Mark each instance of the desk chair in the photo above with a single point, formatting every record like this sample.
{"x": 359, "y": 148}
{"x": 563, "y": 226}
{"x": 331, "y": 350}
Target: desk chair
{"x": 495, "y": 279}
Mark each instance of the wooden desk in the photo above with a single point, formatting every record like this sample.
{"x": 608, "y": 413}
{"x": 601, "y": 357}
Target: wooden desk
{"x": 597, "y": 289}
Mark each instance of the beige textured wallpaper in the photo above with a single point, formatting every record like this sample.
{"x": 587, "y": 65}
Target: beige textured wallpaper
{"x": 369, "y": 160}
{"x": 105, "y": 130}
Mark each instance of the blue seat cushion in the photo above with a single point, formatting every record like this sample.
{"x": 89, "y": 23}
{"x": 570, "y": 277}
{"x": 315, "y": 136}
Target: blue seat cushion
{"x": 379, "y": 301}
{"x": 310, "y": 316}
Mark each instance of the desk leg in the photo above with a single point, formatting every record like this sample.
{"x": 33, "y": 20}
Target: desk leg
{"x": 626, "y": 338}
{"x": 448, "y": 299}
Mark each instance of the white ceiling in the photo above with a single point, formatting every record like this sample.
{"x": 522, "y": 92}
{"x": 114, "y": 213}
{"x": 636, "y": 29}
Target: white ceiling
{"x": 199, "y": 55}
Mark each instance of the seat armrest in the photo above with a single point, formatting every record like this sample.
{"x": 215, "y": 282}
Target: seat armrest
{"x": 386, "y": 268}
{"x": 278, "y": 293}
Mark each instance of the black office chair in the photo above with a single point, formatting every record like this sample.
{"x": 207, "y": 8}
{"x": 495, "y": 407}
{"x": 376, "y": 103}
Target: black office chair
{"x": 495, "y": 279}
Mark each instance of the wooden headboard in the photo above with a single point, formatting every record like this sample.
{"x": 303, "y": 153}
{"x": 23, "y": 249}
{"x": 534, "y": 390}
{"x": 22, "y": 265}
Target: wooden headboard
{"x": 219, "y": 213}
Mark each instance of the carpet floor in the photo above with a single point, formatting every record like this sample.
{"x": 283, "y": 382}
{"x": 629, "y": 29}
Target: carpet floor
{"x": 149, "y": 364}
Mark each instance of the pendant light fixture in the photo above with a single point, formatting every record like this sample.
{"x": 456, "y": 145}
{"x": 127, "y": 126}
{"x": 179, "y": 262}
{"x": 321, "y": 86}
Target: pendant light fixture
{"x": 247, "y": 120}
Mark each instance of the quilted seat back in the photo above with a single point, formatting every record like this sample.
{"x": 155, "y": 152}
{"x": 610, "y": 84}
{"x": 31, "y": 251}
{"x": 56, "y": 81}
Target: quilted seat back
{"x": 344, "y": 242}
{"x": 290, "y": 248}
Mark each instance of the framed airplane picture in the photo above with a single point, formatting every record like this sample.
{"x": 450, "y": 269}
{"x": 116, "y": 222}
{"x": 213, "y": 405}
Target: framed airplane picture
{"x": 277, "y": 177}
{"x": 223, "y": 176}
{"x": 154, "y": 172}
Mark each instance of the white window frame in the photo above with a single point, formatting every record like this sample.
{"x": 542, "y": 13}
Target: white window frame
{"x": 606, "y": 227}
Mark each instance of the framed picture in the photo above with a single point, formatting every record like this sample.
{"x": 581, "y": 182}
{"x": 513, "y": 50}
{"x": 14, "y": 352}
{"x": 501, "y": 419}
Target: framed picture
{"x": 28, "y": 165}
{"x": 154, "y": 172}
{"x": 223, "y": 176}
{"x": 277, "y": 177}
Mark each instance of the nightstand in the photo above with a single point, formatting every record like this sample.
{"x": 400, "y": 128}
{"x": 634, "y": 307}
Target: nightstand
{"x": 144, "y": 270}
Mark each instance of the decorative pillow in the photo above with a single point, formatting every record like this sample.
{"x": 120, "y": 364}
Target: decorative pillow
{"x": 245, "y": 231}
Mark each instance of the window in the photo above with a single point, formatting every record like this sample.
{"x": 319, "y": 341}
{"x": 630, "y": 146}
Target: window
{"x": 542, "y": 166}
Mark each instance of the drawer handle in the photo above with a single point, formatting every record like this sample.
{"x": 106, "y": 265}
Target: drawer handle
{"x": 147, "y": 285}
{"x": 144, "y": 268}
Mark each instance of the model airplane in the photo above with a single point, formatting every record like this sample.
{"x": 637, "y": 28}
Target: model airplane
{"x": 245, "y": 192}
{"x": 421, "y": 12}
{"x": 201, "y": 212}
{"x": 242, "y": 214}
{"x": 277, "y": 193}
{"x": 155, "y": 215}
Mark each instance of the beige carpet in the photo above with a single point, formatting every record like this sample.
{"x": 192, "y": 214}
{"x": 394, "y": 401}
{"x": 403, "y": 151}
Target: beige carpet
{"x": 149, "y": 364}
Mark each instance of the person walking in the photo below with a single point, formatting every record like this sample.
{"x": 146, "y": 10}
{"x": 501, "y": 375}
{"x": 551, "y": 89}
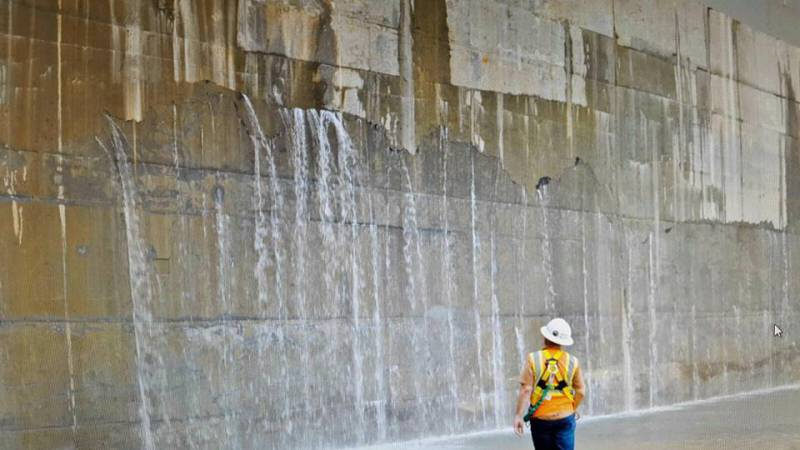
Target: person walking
{"x": 551, "y": 389}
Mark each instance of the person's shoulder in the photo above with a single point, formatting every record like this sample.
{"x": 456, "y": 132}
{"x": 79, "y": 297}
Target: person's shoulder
{"x": 574, "y": 359}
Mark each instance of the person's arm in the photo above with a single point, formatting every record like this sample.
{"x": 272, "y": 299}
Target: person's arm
{"x": 523, "y": 399}
{"x": 580, "y": 389}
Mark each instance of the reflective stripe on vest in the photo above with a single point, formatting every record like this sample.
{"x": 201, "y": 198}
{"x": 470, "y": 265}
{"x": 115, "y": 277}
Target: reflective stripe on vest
{"x": 557, "y": 375}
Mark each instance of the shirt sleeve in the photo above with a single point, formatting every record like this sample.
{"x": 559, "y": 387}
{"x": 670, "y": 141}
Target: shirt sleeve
{"x": 526, "y": 377}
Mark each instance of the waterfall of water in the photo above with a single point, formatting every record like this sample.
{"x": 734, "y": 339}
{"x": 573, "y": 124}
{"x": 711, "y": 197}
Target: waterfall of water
{"x": 547, "y": 253}
{"x": 139, "y": 273}
{"x": 415, "y": 271}
{"x": 519, "y": 328}
{"x": 476, "y": 254}
{"x": 377, "y": 323}
{"x": 295, "y": 122}
{"x": 497, "y": 334}
{"x": 449, "y": 287}
{"x": 269, "y": 246}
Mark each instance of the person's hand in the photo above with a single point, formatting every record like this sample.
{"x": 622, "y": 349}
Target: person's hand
{"x": 519, "y": 425}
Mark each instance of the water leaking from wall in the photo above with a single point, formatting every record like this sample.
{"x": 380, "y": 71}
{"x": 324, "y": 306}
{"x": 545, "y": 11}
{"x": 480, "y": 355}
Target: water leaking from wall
{"x": 383, "y": 302}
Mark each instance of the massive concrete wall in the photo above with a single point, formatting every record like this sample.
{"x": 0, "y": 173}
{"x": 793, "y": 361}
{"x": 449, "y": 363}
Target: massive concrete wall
{"x": 667, "y": 234}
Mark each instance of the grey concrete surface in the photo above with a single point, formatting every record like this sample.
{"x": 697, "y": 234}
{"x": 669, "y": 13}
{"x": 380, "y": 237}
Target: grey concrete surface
{"x": 255, "y": 242}
{"x": 767, "y": 420}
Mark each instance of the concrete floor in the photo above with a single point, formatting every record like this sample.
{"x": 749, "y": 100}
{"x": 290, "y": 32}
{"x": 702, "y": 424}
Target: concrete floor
{"x": 769, "y": 420}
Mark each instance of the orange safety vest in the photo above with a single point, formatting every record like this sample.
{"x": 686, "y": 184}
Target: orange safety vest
{"x": 550, "y": 376}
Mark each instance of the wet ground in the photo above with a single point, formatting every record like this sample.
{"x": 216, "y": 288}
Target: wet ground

• WORK REQUEST: Every line of the records must come back unchanged, except that pictures are dropped.

• SOLUTION FOR THIS EXERCISE:
Mark each instance of the desk chair in the photo above with a single point, formatting every record like this sample.
{"x": 359, "y": 148}
{"x": 563, "y": 226}
{"x": 331, "y": 350}
Target: desk chair
{"x": 495, "y": 279}
Mark each instance of the wooden desk in the photo above with a single point, formatting every record like this sample.
{"x": 608, "y": 413}
{"x": 601, "y": 357}
Target: wooden desk
{"x": 597, "y": 289}
Mark each instance of the beige textured wallpaper in the photo above with a single point, formatting every record like this sample.
{"x": 587, "y": 65}
Target: beige textured wallpaper
{"x": 369, "y": 160}
{"x": 105, "y": 130}
Mark each instance of the blue seat cushion in the photo above with a single point, formatting every record like this sample.
{"x": 89, "y": 23}
{"x": 570, "y": 277}
{"x": 315, "y": 136}
Target: blue seat cushion
{"x": 379, "y": 301}
{"x": 310, "y": 316}
Mark each instance of the desk leg in the photo above with a single point, formatting every record like this sample.
{"x": 33, "y": 20}
Target: desk leg
{"x": 626, "y": 338}
{"x": 448, "y": 299}
Mark each instance of the white ceiling in the photo above with a single point, formatting every record like this sample.
{"x": 522, "y": 92}
{"x": 114, "y": 213}
{"x": 636, "y": 29}
Target: white ceiling
{"x": 199, "y": 55}
Mark each instance of the seat armrest in the photo above with a single point, formatting every record like this sample.
{"x": 215, "y": 282}
Target: seat armrest
{"x": 386, "y": 268}
{"x": 278, "y": 293}
Mark each instance of the black office chair in the photo above with a single point, formatting every record like this sample.
{"x": 207, "y": 8}
{"x": 495, "y": 407}
{"x": 376, "y": 103}
Target: black office chair
{"x": 495, "y": 279}
Mark each instance of the wooden headboard in the photo above with a single point, formatting every record like this sample.
{"x": 303, "y": 153}
{"x": 23, "y": 249}
{"x": 534, "y": 390}
{"x": 22, "y": 265}
Target: wooden headboard
{"x": 219, "y": 213}
Mark each instance of the carpet floor in the photo above with a single point, formatting every record like this sample.
{"x": 283, "y": 382}
{"x": 629, "y": 29}
Target: carpet floor
{"x": 149, "y": 364}
Mark each instance of the pendant light fixture in the photo above with a single point, formatting every record like this sample.
{"x": 456, "y": 145}
{"x": 127, "y": 126}
{"x": 179, "y": 262}
{"x": 321, "y": 86}
Target: pendant light fixture
{"x": 247, "y": 120}
Mark each instance of the quilted seat back in the photo above with a single point, formatting every record like this sample.
{"x": 155, "y": 152}
{"x": 610, "y": 84}
{"x": 31, "y": 251}
{"x": 56, "y": 81}
Target: quilted seat back
{"x": 344, "y": 242}
{"x": 290, "y": 248}
Mark each instance of the framed airplane picture in the photo above with a single point, formatting every record like this sample.
{"x": 450, "y": 269}
{"x": 116, "y": 222}
{"x": 213, "y": 405}
Target: framed airplane picture
{"x": 277, "y": 177}
{"x": 223, "y": 176}
{"x": 154, "y": 172}
Mark each instance of the white window frame in the photo above with a single point, formatting every record like this sample.
{"x": 542, "y": 13}
Target: white window frame
{"x": 606, "y": 227}
Mark each instance of the framed picture in the photo above with a single point, formatting every record like this sample.
{"x": 581, "y": 182}
{"x": 513, "y": 50}
{"x": 14, "y": 352}
{"x": 501, "y": 419}
Target: framed picture
{"x": 28, "y": 165}
{"x": 154, "y": 172}
{"x": 223, "y": 176}
{"x": 277, "y": 177}
Mark each instance of the nightstand in the photo above with a single point, formatting every record like this sample.
{"x": 400, "y": 128}
{"x": 634, "y": 307}
Target: nightstand
{"x": 144, "y": 270}
Mark each instance of the decorative pillow in the photo above with a single point, formatting every record like this sample.
{"x": 120, "y": 364}
Target: decorative pillow
{"x": 245, "y": 231}
Mark each instance of the window in the photo above with a single point, formatting every record like this sample.
{"x": 319, "y": 341}
{"x": 630, "y": 146}
Target: window
{"x": 542, "y": 166}
Mark each instance of the drawer handle in the photo above with a single point, formatting every record like this sample.
{"x": 106, "y": 265}
Target: drawer handle
{"x": 147, "y": 285}
{"x": 144, "y": 268}
Mark each instance of the model airplane in the photo above with a single point, formatting every record like this sample.
{"x": 637, "y": 28}
Target: model airplane
{"x": 245, "y": 192}
{"x": 421, "y": 12}
{"x": 201, "y": 212}
{"x": 242, "y": 214}
{"x": 277, "y": 193}
{"x": 155, "y": 215}
Mark each instance of the beige carpet in the photo above with a single point, formatting every record like this sample.
{"x": 192, "y": 214}
{"x": 394, "y": 401}
{"x": 403, "y": 151}
Target: beige carpet
{"x": 149, "y": 364}
Mark each instance of the person walking in the photo below with a single point, formatting every record like this sample.
{"x": 146, "y": 10}
{"x": 501, "y": 375}
{"x": 551, "y": 89}
Target: person walking
{"x": 551, "y": 389}
Mark each instance of the person's shoulder in the photo above with a single point, formatting every record like this sample.
{"x": 456, "y": 132}
{"x": 79, "y": 297}
Target: person's shoulder
{"x": 574, "y": 359}
Mark each instance of the person's arm in the photo above with a single point, formatting every record like this sample.
{"x": 272, "y": 299}
Target: person's arm
{"x": 523, "y": 399}
{"x": 580, "y": 389}
Mark each instance of the reflective stripe on vest in the photo above with a single point, formatting every record like this sample.
{"x": 201, "y": 198}
{"x": 470, "y": 265}
{"x": 115, "y": 277}
Target: reflective stripe on vest
{"x": 557, "y": 375}
Mark each instance of the shirt sleeve in the photo above with a single point, formatting every record like this sample.
{"x": 559, "y": 387}
{"x": 670, "y": 141}
Target: shirt sleeve
{"x": 526, "y": 377}
Mark each instance of the waterfall of water in the photo above with a single point, formatting every record like this sample.
{"x": 734, "y": 339}
{"x": 573, "y": 124}
{"x": 711, "y": 197}
Target: waterfall of water
{"x": 547, "y": 253}
{"x": 139, "y": 273}
{"x": 415, "y": 271}
{"x": 519, "y": 328}
{"x": 476, "y": 254}
{"x": 377, "y": 323}
{"x": 295, "y": 122}
{"x": 497, "y": 334}
{"x": 449, "y": 287}
{"x": 269, "y": 246}
Mark each instance of the person's hand in the photo above with a single point, formatting every record like this sample.
{"x": 622, "y": 349}
Target: person's hand
{"x": 519, "y": 425}
Mark each instance of the water leaking from wall in the photo above with a single point, formatting every record like this sample.
{"x": 380, "y": 71}
{"x": 324, "y": 306}
{"x": 545, "y": 11}
{"x": 480, "y": 355}
Target: water leaking from wall
{"x": 383, "y": 302}
Mark each instance of the massive concrete wall in the photo above with a single point, formatting every record like this sample.
{"x": 0, "y": 173}
{"x": 793, "y": 361}
{"x": 449, "y": 363}
Target: massive concrete wall
{"x": 667, "y": 234}
Mark each instance of the grey concrete surface in the photo above with a single point, formatting every record like this sample.
{"x": 697, "y": 234}
{"x": 669, "y": 13}
{"x": 380, "y": 237}
Target: grey concrete surface
{"x": 255, "y": 242}
{"x": 767, "y": 420}
Mark each instance of the concrete floor in the photo above with a single point, formatting every record like this sample.
{"x": 749, "y": 100}
{"x": 290, "y": 32}
{"x": 702, "y": 424}
Target: concrete floor
{"x": 769, "y": 420}
Mark each instance of the orange safety vest in the photo above with a single point, formatting every record like this sample.
{"x": 686, "y": 184}
Target: orange safety vest
{"x": 550, "y": 376}
Mark each instance of the wet ground in the photo above with a single point, formatting every record like this sample.
{"x": 216, "y": 288}
Target: wet ground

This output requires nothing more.